* [What you will do]
• a. In the pheasant hunting passage, who were the featured guest hunters when "The American Sportsman" filmed a pheasant hunt in Lancaster County?
• b. Retype a stretch of the pheasant hunting passage without any change, beginning at the words "I’m fortunate that" and stopping after "cool autumn day.".

* begin Provided passage *

I fear MN is on that same path.
I saw this as well stu. When I was very young and my family lived in the Kenosha/Lake Geneva area, I remember going on hunts along the State Line Road on the IL border. The birds were so thick you would have thought you were in IA or SD. It was nothing to walk one fenceline or alfalfa field and kick up a dozen different roosters and twice as many hens. 3 or 4 guys could get their 2 bird limits of roosters in an hour. Then came the urban sprawl and the idea that eliminating fencelines and tilling right up to the shoulder of the road was the new norm for farming, thus began the demise of WI pheasant hunting. Once we permanently moved to Juneau Co in 1980, it was primarily all put and take hunting, with birds supplied by the Poynette Game Farm to the local sportsman's clubs to raise and release them. Birds were dumber than a stone and would rather run than fly. I can't count the number of times our springer spaniel basically had one in his mouth before it would leave the ground. The hunting continues to be like this to this day, only worse because they raise and release less birds now than they did back in those days due to increased cost per bird.
 
From a different area of the country ...... The best pheasant hunting in Pa. used to be in the southern counties where most of the big ag. area was. It was so good in the 60's & EARLY 70's that " The American Sportsman " with Curt Gowdy came to film a pheasant hunt in Lancaster county. Bing Crosby and band leader Phil Harris were the featured guest hunters. I watched the show with my Dad.

Today, much of Lancaster county is no longer ag. , but is all housing developments, strip malls, huge shopping centers, office buildings, and pavement. The ag that remains in Pa. ( for the most part ) is " clean-farmed ". When the corn is harvested, the field looks like a military boot-camp haircut. The old days of bent-over corn stalks ( cover ) and scattered loose grain laying around, are gone. Pheasants and rabbits could always be found in good numbers in those old-time corn fields. Lack of brushy fencerows and weed fields also has led to the decline of pheasants here. In fact ........ I haven't even HEARD anyone speak of pheasant hunting here for years now. They still do the put & take stocking on certain state land, but the available acreage is very low compared to when farmers would let you hunt if you just asked. It never hurt to drop off a bird and a couple rabbits either. Show the farmer you appreciate his land and the chance to hunt it.
 
I’m fortunate that my area is still producing wild birds and they are very Wiley. Much of the natural reproduction is because of the very large cattail slews and wooded cover that are in the area. The tuff part for me is to figure out how to get those birds to move out of the slews and into my grasses during hunting season. Corn has been a large positive as they associate the corn and a small wooded slew I have near it as prime cover. After several hot spots I am left with allot of grass area where the birds are absent during the hunting season. Other than my hotspots the best hunting is in my slew which you cannot walk until it freezes. Late season hunting is OK but I prefer a cool autumn day.

By the way, I more often than not leave my gun at camp and just let my dogs hunt.

* end Provided passage *
* begin Collected data *

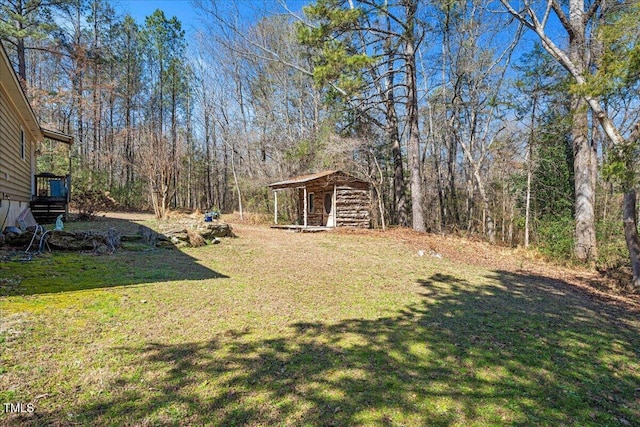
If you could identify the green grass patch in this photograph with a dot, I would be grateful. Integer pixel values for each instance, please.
(276, 328)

* end Collected data *

* [Response list]
• a. Bing Crosby and band leader Phil Harris.

• b.
I’m fortunate that my area is still producing wild birds and they are very Wiley. Much of the natural reproduction is because of the very large cattail slews and wooded cover that are in the area. The tuff part for me is to figure out how to get those birds to move out of the slews and into my grasses during hunting season. Corn has been a large positive as they associate the corn and a small wooded slew I have near it as prime cover. After several hot spots I am left with allot of grass area where the birds are absent during the hunting season. Other than my hotspots the best hunting is in my slew which you cannot walk until it freezes. Late season hunting is OK but I prefer a cool autumn day.